GOAL OF THE EXERCISE: Pick out each line in the rows below that contains the word "positive", and copy those lines.
◇ ◇ ◇
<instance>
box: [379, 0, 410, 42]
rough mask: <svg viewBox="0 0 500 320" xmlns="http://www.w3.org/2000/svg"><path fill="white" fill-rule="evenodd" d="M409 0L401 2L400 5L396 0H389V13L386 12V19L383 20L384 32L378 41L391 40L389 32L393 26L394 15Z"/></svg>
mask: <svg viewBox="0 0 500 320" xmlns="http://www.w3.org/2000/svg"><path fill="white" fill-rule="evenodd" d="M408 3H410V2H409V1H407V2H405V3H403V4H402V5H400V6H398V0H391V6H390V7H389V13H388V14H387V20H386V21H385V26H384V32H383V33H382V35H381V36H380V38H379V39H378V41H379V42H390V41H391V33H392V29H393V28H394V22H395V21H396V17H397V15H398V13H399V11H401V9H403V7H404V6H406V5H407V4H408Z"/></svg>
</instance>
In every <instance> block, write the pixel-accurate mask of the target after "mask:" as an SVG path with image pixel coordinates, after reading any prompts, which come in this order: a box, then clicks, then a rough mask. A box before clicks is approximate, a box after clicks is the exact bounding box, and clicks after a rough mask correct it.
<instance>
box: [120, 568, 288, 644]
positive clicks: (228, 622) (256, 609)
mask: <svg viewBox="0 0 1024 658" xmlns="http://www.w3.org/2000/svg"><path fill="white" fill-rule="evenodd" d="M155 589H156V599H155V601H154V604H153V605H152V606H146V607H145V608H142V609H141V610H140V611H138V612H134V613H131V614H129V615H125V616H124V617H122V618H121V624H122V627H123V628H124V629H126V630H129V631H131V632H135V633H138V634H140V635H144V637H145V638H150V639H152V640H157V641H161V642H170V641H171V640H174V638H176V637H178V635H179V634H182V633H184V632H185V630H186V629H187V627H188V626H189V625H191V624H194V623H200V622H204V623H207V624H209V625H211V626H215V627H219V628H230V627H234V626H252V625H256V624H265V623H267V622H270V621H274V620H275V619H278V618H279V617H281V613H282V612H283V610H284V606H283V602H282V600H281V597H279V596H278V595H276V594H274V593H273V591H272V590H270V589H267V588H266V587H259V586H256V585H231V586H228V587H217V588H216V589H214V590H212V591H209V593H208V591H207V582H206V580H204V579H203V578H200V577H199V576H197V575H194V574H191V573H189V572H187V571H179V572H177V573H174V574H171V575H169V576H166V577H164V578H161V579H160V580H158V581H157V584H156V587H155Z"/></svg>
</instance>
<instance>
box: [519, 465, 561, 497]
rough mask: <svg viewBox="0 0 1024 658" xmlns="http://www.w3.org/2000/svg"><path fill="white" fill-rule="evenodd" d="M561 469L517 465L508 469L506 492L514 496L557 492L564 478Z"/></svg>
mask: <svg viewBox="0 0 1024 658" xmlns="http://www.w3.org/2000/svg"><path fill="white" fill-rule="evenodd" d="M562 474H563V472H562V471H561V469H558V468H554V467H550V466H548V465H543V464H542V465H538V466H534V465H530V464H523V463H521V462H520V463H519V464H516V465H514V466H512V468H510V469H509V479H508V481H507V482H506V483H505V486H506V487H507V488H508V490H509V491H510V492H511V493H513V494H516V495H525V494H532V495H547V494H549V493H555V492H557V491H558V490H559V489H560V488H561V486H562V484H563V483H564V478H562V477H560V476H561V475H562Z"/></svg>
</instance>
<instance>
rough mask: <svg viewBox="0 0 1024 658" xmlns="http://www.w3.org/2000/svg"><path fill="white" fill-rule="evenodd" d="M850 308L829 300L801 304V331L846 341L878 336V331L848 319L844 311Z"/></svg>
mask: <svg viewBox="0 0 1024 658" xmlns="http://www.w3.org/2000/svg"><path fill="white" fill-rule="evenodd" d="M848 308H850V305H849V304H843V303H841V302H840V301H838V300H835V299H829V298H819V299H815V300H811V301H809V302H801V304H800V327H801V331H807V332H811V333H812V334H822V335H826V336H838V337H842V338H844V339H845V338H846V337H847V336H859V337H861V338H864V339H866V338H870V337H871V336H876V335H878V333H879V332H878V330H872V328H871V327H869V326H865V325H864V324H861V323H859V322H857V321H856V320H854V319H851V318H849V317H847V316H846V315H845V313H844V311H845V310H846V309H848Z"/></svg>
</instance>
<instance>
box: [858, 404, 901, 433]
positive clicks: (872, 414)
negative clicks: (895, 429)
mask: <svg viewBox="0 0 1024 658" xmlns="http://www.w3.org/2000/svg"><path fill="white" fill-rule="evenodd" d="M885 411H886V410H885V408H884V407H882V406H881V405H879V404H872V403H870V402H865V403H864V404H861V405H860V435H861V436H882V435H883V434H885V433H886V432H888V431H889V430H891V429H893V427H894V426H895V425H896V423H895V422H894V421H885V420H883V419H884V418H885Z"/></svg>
◇ ◇ ◇
ANSWER SECTION:
positive clicks: (228, 622) (256, 609)
positive clicks: (872, 414)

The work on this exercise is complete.